▶ Exercise description: Could you put the records below into a JSON list of strings, covering everything from the line containing "[output] one dot per instance, form <point>283,165</point>." down to the line containing "<point>260,8</point>", both of those included? Use one string per line and leave out any blank lines.

▶ Provided records:
--- begin ---

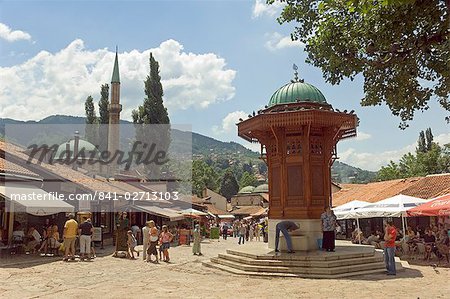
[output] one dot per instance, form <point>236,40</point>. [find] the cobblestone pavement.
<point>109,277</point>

--- end ---
--- begin ---

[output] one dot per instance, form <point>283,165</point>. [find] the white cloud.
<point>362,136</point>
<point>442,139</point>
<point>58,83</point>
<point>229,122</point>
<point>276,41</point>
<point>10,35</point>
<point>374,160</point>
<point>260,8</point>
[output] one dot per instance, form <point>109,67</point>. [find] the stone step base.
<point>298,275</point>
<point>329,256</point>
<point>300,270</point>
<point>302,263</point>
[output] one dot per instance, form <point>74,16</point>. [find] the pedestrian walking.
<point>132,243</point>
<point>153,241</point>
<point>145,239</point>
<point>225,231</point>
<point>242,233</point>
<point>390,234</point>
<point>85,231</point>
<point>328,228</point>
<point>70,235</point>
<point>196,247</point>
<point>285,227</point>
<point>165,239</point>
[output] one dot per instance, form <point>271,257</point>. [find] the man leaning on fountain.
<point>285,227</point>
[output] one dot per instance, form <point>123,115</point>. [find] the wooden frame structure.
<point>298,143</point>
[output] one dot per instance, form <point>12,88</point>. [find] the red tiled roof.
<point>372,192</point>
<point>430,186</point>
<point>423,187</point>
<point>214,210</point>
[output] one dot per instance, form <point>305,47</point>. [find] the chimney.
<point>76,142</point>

--- end ---

▶ Reply:
[
  "[output] one dot per instance, form <point>283,165</point>. [find] the white cloud.",
  "<point>362,136</point>",
  "<point>442,139</point>",
  "<point>58,83</point>",
  "<point>229,122</point>",
  "<point>276,41</point>",
  "<point>10,35</point>",
  "<point>374,160</point>",
  "<point>260,8</point>"
]